[Natural-language object grounding data]
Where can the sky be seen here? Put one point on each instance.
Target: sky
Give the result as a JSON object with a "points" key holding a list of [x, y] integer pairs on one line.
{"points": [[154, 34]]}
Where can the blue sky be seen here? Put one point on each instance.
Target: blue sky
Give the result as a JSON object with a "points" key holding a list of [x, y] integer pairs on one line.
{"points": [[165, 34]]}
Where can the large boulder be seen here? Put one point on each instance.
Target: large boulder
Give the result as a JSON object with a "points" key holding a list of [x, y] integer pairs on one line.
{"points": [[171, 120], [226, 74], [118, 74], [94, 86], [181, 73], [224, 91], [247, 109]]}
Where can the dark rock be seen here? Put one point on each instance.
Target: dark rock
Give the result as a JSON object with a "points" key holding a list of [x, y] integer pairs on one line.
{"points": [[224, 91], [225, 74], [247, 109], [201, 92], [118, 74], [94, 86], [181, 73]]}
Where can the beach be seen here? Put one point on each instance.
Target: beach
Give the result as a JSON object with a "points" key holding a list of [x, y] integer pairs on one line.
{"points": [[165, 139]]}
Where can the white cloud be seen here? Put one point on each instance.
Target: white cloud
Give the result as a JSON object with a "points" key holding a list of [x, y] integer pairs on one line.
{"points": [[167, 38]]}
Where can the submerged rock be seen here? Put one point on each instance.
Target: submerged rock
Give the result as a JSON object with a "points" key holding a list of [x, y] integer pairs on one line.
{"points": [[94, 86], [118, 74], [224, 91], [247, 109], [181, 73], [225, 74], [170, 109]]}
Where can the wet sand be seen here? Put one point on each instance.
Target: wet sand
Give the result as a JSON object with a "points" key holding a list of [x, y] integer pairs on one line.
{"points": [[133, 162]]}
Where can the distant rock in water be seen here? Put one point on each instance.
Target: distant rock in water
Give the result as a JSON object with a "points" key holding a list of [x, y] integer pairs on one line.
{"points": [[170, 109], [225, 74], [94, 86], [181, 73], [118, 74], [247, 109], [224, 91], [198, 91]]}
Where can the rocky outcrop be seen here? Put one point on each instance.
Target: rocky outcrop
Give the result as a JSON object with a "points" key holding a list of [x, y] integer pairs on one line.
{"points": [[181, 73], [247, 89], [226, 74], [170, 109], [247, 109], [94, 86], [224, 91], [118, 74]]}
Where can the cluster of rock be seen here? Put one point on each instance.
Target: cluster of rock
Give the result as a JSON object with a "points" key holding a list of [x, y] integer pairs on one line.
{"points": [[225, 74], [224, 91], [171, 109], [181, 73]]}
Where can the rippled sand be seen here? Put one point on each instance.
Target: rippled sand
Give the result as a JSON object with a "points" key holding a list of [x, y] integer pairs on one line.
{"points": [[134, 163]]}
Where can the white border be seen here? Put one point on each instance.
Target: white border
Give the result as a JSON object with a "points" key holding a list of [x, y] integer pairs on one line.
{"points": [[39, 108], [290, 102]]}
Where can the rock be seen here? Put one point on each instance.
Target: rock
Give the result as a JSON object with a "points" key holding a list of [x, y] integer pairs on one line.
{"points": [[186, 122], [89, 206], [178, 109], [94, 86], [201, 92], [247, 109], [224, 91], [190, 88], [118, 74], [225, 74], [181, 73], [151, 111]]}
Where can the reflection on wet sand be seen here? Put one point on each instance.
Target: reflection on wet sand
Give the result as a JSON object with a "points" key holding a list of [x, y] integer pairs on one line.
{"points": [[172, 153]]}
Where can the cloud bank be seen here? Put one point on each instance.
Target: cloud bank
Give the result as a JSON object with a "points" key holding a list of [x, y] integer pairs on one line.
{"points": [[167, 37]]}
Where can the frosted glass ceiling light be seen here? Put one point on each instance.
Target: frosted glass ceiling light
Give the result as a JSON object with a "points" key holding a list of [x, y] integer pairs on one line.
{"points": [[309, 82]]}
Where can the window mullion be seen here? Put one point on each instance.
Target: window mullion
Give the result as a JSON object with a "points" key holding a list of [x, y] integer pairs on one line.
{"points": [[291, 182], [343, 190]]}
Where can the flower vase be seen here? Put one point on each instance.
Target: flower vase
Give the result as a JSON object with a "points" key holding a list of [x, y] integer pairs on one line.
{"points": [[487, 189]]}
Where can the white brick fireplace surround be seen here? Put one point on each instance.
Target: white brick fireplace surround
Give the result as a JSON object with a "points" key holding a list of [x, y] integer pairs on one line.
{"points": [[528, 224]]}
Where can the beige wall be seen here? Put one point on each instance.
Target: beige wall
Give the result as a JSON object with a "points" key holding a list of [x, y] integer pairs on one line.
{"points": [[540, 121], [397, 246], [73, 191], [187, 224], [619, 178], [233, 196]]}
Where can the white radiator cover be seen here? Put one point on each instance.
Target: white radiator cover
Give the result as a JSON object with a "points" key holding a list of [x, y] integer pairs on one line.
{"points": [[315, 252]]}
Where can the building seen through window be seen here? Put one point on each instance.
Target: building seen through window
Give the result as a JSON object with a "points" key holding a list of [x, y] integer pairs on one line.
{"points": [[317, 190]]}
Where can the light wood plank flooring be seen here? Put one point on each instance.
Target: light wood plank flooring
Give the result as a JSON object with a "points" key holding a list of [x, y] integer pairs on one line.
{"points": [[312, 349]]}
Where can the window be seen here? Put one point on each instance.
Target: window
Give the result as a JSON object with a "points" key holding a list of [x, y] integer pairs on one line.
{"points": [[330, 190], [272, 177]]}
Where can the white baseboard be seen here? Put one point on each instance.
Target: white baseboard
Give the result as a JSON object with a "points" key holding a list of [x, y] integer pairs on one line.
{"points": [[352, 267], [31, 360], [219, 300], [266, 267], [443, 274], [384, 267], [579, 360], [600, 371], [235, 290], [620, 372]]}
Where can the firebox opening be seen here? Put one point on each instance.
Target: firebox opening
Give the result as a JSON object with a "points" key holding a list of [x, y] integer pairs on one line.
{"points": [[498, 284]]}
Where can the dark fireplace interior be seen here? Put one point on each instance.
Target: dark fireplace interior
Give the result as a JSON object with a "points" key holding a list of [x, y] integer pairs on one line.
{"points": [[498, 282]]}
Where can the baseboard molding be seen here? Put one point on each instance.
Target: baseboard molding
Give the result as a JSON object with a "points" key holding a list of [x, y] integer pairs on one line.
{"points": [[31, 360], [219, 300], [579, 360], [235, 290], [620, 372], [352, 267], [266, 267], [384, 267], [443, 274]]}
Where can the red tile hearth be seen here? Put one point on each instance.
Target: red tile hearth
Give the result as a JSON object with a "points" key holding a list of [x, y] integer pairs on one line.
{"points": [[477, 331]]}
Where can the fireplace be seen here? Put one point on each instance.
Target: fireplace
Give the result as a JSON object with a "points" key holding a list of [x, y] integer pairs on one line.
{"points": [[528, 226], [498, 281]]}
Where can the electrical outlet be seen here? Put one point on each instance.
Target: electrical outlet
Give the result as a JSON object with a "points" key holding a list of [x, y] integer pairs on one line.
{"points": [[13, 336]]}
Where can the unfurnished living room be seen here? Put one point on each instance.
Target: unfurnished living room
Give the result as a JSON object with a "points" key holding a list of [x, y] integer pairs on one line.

## What the task requires:
All that belongs in your answer is the stretch of entries above from the line with "Target: cloud bank" through the line with "Target: window mullion", printed exactly.

## Exercise solution:
Target: cloud bank
Give the result as a JSON object with a "points" key holding a list of [x, y] integer pairs on one line.
{"points": [[167, 37]]}
Where can the frosted glass ceiling light be seen here? Put one point on each instance.
Target: frosted glass ceiling light
Give the result as a JSON object with a "points" key holding a list of [x, y] integer pairs on one line.
{"points": [[309, 82]]}
Where can the window mullion be seen here? Put one point on each instance.
Target: window mullion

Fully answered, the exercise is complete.